[START Data in this exercise]

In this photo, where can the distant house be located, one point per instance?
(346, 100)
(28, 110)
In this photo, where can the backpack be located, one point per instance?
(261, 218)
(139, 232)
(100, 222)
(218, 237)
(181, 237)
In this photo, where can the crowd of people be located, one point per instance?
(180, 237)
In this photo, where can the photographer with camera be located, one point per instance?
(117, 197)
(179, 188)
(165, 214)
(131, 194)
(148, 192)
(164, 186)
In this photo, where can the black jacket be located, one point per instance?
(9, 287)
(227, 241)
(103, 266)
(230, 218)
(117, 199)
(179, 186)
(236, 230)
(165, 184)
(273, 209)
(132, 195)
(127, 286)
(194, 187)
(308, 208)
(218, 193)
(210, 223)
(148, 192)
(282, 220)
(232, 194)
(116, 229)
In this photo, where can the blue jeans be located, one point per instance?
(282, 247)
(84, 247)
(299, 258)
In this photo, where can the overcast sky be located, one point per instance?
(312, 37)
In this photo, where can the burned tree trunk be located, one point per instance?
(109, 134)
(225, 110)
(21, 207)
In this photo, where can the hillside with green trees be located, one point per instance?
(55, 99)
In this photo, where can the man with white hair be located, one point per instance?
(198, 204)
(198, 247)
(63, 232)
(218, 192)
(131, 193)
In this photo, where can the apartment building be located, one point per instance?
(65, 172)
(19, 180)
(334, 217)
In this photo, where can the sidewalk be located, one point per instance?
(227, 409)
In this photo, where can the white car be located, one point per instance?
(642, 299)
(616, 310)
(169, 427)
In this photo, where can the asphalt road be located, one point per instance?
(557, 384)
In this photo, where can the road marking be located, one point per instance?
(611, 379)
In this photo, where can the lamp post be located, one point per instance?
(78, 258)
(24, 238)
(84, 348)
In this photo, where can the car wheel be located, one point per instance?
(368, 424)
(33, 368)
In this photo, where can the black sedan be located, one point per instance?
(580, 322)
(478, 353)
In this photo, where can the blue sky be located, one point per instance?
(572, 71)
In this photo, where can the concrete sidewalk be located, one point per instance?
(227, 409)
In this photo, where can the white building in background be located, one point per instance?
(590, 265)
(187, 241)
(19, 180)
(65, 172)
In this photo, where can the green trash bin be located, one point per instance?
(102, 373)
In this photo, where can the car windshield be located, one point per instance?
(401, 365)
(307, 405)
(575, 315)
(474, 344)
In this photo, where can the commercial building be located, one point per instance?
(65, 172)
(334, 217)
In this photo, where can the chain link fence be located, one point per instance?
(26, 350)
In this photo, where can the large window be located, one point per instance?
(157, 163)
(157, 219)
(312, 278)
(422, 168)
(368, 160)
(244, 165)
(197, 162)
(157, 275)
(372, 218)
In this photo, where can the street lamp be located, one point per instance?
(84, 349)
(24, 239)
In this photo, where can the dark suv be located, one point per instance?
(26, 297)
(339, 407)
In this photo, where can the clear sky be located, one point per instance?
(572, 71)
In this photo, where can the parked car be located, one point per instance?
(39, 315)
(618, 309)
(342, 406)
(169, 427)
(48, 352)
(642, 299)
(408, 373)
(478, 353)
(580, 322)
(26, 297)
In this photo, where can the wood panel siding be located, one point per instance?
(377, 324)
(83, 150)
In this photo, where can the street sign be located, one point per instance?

[END Data in this exercise]

Challenge | Put each line of the records above into a Markdown table with the columns Row and Line. Number the rows in order and leave out blank lines.

Written reply |
| Row | Line |
|---|---|
| 1 | In this photo, where can the distant house be located, one point per instance? |
| 2 | (346, 100) |
| 3 | (28, 110) |
| 4 | In this photo, where can the backpack be located, one point per instance? |
| 5 | (261, 218) |
| 6 | (139, 232) |
| 7 | (100, 222) |
| 8 | (218, 237) |
| 9 | (181, 237) |
| 10 | In this photo, where can the crowd of people be located, one point per instance? |
| 11 | (180, 237) |
| 12 | In this photo, where can the photographer with camera be located, one point per instance? |
| 13 | (117, 197) |
| 14 | (179, 188) |
| 15 | (165, 214) |
| 16 | (131, 194) |
| 17 | (148, 192) |
| 18 | (164, 186) |
| 19 | In this photo, where can the black jacket be located, one point per instance? |
| 20 | (9, 287) |
| 21 | (227, 241) |
| 22 | (103, 266) |
| 23 | (230, 218) |
| 24 | (117, 199) |
| 25 | (179, 186) |
| 26 | (236, 230) |
| 27 | (165, 184) |
| 28 | (273, 209) |
| 29 | (132, 195) |
| 30 | (127, 286) |
| 31 | (194, 187) |
| 32 | (308, 208) |
| 33 | (218, 193) |
| 34 | (210, 223) |
| 35 | (148, 192) |
| 36 | (282, 220) |
| 37 | (232, 194) |
| 38 | (116, 229) |
| 39 | In this photo, where can the blue jeans be located, one point per instance? |
| 40 | (282, 247) |
| 41 | (84, 247) |
| 42 | (299, 258) |
| 43 | In this photo, where can the overcast sky be located, one point per instance? |
| 44 | (312, 37) |
| 45 | In this photo, where can the burned tree trunk be located, one point per instance? |
| 46 | (109, 134) |
| 47 | (225, 110) |
| 48 | (21, 207) |
| 49 | In this photo, where can the hillside with green trees be located, one point per instance? |
| 50 | (55, 99) |
| 51 | In this photo, where can the man with white hair be located, one point per instance? |
| 52 | (198, 204) |
| 53 | (198, 247) |
| 54 | (63, 232) |
| 55 | (218, 192) |
| 56 | (131, 193) |
| 57 | In this photo, where can the apartment building be located, one point per instance? |
| 58 | (65, 172) |
| 59 | (19, 180) |
| 60 | (334, 217) |
| 61 | In this photo, where can the sidewalk be located, one point per instance? |
| 62 | (227, 409) |
| 63 | In this photo, where can the white car be located, one point per instance? |
| 64 | (642, 299) |
| 65 | (616, 310) |
| 66 | (169, 427) |
| 67 | In this photo, where can the asphalt road be located, one point per instance? |
| 68 | (557, 384) |
| 69 | In this photo, where can the road marking be located, one point per instance? |
| 70 | (611, 379) |
| 71 | In this photo, where can the lamp post be located, one point per instance? |
| 72 | (78, 258) |
| 73 | (24, 238) |
| 74 | (84, 348) |
| 75 | In this photo, where can the car wheel be located, one point per instance? |
| 76 | (368, 424) |
| 77 | (33, 368) |
| 78 | In this photo, where can the black sedan be located, one point per instance? |
| 79 | (580, 322) |
| 80 | (478, 353) |
| 81 | In this photo, where can the blue sky be located, one point per instance? |
| 82 | (572, 71) |
| 83 | In this photo, where can the concrete sidewalk be located, one point per instance? |
| 84 | (227, 409) |
| 85 | In this photo, where can the white building in background be located, one point per instance? |
| 86 | (590, 265) |
| 87 | (187, 241) |
| 88 | (19, 180) |
| 89 | (65, 172) |
| 90 | In this photo, where can the green trash bin be located, one point per instance? |
| 91 | (102, 373) |
| 92 | In this photo, where can the car windshield be located, one point per instance? |
| 93 | (401, 365) |
| 94 | (307, 405) |
| 95 | (575, 315) |
| 96 | (474, 344) |
| 97 | In this photo, where can the commercial building be located, one point per instance? |
| 98 | (65, 172) |
| 99 | (334, 217) |
| 100 | In this photo, where can the chain link fence be located, one point per instance? |
| 101 | (26, 350) |
| 102 | In this photo, where can the large window be located, one point per instance? |
| 103 | (157, 163) |
| 104 | (157, 219) |
| 105 | (312, 278) |
| 106 | (422, 168) |
| 107 | (368, 160) |
| 108 | (244, 165) |
| 109 | (197, 162) |
| 110 | (157, 275) |
| 111 | (372, 218) |
| 112 | In this photo, where can the street lamp be located, one point per instance? |
| 113 | (84, 349) |
| 114 | (24, 239) |
| 115 | In this photo, where can the dark suv be located, one point per instance? |
| 116 | (26, 297) |
| 117 | (339, 407) |
| 118 | In this photo, where can the clear sky be located, one point per instance? |
| 119 | (572, 71) |
| 120 | In this photo, where can the parked car be located, one point per instance? |
| 121 | (39, 315) |
| 122 | (618, 309) |
| 123 | (342, 406) |
| 124 | (169, 427) |
| 125 | (48, 352) |
| 126 | (642, 299) |
| 127 | (408, 373) |
| 128 | (478, 353) |
| 129 | (580, 322) |
| 130 | (26, 297) |
| 131 | In this photo, where can the wood panel siding be located, one point per instance? |
| 132 | (377, 324) |
| 133 | (83, 150) |
| 134 | In this photo, where can the street sign be located, one point per instance? |